Region pointing data:
:::

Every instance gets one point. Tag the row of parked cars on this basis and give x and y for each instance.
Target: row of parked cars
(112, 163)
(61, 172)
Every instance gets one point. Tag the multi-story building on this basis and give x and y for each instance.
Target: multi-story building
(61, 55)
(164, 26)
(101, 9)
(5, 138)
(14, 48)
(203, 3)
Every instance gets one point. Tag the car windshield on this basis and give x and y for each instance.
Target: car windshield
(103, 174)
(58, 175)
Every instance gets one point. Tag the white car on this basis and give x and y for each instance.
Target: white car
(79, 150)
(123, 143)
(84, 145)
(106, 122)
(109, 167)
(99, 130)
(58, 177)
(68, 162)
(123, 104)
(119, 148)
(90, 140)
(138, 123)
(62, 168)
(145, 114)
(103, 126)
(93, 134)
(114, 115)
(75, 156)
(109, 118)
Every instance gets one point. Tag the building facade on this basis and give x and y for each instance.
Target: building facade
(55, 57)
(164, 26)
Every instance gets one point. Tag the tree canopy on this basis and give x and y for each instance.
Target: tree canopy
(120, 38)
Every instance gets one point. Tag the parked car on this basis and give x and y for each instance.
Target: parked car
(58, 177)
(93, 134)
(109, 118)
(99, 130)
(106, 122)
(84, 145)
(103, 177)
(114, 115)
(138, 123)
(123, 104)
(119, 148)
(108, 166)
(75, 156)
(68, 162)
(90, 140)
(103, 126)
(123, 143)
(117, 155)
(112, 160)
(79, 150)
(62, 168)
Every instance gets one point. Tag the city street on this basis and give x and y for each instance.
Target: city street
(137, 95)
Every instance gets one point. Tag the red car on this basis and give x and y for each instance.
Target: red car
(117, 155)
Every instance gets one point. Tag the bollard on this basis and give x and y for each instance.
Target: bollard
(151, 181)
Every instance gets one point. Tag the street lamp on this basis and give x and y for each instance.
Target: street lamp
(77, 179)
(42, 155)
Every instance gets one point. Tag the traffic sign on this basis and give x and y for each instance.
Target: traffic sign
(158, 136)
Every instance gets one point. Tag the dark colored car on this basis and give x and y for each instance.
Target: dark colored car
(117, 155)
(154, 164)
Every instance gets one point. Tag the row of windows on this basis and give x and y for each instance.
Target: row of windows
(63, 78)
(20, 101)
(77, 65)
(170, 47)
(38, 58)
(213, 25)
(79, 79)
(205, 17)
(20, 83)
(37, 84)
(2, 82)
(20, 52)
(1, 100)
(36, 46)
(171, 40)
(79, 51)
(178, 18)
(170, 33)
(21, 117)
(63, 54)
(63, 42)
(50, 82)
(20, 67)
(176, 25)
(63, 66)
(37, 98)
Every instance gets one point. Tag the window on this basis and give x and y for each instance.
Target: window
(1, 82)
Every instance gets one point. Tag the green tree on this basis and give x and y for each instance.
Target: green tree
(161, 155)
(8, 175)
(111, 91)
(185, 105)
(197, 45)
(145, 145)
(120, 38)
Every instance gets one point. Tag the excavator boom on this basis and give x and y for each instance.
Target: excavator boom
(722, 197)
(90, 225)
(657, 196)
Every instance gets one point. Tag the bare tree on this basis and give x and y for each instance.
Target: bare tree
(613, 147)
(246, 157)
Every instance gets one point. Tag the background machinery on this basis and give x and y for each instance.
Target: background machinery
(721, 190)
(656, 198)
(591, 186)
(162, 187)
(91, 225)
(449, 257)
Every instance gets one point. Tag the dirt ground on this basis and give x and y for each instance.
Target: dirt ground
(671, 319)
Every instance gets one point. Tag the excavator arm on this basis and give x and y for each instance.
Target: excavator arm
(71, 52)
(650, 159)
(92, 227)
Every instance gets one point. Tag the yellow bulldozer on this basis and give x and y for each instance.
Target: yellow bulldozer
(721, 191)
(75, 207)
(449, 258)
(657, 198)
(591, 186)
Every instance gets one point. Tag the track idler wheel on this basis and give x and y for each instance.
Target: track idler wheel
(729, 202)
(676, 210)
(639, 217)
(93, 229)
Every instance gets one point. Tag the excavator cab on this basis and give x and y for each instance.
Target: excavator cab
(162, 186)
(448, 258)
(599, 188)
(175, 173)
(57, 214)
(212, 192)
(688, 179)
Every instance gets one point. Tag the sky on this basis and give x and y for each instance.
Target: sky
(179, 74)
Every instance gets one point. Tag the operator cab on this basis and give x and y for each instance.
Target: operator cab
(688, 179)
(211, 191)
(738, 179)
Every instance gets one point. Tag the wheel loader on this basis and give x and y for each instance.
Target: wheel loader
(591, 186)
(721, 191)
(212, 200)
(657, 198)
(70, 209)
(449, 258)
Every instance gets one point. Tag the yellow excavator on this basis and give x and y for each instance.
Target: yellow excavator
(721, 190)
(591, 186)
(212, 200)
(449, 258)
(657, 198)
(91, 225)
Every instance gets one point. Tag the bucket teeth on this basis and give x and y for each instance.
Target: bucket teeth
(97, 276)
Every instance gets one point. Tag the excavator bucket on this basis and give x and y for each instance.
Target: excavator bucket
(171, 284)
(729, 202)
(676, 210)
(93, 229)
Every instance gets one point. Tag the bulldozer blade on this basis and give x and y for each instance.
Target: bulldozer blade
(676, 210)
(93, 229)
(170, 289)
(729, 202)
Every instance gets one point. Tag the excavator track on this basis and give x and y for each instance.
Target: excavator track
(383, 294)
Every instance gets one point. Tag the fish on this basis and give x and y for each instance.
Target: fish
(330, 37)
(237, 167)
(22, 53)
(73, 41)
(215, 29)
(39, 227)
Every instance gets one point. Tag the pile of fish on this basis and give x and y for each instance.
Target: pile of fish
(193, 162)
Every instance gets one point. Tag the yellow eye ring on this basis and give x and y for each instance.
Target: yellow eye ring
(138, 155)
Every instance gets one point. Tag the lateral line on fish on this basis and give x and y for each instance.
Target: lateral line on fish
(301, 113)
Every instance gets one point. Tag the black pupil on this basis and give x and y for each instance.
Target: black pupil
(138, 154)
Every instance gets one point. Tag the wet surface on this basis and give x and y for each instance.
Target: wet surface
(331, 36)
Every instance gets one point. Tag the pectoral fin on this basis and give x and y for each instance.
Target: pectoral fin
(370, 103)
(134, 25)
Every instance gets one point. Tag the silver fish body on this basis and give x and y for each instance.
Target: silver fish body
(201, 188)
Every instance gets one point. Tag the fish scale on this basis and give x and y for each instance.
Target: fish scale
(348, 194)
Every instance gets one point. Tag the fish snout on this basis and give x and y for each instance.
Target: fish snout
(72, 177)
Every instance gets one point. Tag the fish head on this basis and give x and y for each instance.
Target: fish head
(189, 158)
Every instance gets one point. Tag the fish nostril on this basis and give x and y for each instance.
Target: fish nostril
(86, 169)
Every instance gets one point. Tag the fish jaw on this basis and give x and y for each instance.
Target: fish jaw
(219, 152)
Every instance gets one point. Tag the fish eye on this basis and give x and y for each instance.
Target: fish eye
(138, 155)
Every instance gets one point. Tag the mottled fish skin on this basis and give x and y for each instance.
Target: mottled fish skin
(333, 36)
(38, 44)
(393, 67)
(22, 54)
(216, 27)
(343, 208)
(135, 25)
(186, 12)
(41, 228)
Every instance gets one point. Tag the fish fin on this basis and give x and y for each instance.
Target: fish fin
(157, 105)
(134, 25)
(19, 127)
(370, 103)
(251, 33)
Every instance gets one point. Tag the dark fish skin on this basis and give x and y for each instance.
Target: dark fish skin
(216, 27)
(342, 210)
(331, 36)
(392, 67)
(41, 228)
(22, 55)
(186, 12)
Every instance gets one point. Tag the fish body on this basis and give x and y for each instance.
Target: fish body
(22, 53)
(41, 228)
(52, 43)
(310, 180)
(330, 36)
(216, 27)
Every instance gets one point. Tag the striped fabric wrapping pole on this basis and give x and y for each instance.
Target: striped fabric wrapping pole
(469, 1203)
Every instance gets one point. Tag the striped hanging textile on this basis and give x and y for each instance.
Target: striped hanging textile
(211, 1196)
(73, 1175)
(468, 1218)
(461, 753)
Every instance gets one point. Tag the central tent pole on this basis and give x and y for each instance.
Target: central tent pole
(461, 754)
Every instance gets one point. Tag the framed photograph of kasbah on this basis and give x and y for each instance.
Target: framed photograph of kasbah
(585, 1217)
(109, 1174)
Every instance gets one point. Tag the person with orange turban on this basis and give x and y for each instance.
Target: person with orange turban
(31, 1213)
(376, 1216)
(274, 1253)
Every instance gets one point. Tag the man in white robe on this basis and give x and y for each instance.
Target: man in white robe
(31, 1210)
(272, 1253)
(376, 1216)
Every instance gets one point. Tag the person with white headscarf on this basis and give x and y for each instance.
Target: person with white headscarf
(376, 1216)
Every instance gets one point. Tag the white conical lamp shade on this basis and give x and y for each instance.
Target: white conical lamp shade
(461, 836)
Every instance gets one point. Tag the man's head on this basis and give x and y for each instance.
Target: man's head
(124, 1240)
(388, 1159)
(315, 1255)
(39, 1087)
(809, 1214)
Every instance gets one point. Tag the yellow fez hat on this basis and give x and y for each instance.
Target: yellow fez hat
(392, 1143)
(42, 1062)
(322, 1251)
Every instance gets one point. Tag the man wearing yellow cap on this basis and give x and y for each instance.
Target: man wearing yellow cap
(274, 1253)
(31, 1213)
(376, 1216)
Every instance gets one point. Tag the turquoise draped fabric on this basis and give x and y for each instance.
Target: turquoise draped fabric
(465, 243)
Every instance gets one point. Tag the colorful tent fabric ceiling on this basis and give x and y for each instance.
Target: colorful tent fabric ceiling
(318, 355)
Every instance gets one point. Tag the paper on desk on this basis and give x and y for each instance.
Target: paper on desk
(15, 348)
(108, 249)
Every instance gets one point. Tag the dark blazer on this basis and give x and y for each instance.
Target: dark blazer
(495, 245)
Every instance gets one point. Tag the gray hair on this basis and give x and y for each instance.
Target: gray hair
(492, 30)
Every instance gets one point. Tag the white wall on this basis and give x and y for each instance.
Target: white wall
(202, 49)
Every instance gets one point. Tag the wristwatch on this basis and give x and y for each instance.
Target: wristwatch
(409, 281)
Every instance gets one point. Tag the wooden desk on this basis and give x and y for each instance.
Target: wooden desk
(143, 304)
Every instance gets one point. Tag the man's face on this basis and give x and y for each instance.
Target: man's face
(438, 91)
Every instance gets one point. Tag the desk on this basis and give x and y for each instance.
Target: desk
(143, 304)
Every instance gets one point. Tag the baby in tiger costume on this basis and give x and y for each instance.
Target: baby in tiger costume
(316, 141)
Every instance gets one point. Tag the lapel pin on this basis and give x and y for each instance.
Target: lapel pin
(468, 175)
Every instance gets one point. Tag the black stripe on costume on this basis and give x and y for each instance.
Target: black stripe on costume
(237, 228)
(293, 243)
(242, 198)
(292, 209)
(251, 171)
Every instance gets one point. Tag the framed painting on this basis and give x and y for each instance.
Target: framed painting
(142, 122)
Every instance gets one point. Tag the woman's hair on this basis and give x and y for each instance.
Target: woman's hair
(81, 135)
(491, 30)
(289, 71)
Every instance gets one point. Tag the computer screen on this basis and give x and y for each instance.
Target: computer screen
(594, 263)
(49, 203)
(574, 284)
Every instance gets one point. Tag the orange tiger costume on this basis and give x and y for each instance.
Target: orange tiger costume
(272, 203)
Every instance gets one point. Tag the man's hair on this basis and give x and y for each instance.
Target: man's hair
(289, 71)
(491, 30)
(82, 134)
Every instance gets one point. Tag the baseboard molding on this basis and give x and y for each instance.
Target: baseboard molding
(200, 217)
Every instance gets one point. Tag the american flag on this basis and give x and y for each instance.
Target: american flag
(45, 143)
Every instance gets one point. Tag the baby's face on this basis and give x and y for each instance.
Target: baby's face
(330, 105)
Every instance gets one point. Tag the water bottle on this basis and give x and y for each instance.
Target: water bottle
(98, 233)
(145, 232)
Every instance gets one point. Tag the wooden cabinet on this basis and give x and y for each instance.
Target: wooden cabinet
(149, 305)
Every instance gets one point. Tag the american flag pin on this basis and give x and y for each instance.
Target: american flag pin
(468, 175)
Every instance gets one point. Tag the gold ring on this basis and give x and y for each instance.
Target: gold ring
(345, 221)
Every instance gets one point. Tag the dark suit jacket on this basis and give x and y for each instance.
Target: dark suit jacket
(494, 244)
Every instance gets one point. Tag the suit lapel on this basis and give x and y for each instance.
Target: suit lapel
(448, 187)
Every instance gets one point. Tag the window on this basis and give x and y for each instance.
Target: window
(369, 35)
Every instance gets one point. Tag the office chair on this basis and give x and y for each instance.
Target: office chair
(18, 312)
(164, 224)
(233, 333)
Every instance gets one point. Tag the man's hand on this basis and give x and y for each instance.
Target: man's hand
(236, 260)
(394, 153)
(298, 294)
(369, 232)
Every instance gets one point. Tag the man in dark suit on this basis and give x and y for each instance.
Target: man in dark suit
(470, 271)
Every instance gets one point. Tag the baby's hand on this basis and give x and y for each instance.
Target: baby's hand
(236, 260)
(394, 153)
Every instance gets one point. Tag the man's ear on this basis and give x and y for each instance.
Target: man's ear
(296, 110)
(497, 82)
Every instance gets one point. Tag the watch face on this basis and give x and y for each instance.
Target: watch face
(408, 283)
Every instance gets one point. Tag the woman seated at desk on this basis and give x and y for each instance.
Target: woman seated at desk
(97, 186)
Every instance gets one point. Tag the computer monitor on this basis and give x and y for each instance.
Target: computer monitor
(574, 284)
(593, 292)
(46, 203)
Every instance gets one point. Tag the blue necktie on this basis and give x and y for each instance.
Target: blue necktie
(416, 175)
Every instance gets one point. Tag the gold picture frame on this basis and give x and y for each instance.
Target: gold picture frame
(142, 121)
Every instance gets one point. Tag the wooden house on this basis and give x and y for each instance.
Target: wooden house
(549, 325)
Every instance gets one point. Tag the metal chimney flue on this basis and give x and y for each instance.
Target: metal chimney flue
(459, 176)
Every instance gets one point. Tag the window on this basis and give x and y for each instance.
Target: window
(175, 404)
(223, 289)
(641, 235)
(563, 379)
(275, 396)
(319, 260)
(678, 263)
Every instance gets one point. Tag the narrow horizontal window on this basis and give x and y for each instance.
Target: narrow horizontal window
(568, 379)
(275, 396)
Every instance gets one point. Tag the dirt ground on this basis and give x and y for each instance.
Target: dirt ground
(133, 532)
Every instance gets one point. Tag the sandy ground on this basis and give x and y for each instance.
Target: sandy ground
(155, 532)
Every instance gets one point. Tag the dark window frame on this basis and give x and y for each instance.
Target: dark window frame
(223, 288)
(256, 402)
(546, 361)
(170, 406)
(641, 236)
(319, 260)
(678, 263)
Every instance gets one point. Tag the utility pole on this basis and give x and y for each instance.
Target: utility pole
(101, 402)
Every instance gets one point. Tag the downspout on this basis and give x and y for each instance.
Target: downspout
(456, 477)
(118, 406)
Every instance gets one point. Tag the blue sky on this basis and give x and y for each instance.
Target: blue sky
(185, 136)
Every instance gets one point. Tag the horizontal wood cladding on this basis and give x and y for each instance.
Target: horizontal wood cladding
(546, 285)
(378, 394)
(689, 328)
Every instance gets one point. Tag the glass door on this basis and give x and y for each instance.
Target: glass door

:::

> **TASK**: Check each line of the records for the word "door" and extract those that contain it.

> **RESPONSE BELOW**:
Every instance gets one point. Tag the glass door on this basis and give x and y for each instance.
Target: glass door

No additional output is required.